* _Prompt 1_
Which lines of the records contain the string "post"? Pull out each of them.

** Start Document extract **

Essex County Executive Joseph DiVincenzo will kick off his campaign for a third term today with a rally in Newark. If he wins, he would become the first Essex County Executive to win a third term since the office was created in a 1977 Charter Change referendum.
In the June 1978 primary, 26-year-old reform Assemblyman Peter Shapiro (D-South Orange) upset the Essex County Democratic machine in a 35%-33% -- a margin of about 2,200 votes -- win over Sheriff John Cryan (D-South Orange). Cryan was the front runner, and he lost votes because of two other organization candidates were also in the race: Donald Payne, a two-term Essex County Freeholder (now a Congressman) from Newark won 26% of the vote, and County Treasurer Samuel Angelo, a former Freeholder and machine candidate, won 6%.
More than 80% of Payne's votes came from Newark and East Orange. Clearly Payne and Angelo were the spoilers in Cryan's bid to become County Executive.

** End Document extract **

* _Prompt 2_
Can you summarize the Essex County Executive passage above in two sentences?

** Start Data supplied **

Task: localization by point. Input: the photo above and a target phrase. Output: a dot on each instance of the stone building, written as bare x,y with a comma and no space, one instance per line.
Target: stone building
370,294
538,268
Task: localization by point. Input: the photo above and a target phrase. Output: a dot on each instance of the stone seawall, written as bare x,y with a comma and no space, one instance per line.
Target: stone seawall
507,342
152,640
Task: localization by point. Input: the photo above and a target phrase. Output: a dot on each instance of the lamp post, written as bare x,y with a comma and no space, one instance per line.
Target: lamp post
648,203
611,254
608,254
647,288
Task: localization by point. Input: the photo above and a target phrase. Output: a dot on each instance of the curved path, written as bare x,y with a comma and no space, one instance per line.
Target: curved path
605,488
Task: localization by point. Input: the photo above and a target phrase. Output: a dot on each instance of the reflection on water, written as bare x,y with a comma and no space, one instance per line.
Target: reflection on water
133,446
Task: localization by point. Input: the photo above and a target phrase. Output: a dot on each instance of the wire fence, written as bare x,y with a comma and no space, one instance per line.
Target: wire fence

** End Data supplied **

* _Answer 1_
Task: localization by point. Input: the photo above and a target phrase. Output: a dot on each instance of the lamp post, written as bare x,y with a comma and no space, one instance per line.
Target: lamp post

* _Answer 2_
Essex County Executive Joseph DiVincenzo is launching his campaign for a third term with a rally in Newark, and a win would make him the first Essex County Executive to win a third term since the office was created in a 1977 referendum. In the June 1978 primary, Assemblyman Peter Shapiro upset front runner Sheriff John Cryan 35% to 33%, with Donald Payne (26%) and Samuel Angelo (6%) acting as spoilers in Cryan's bid.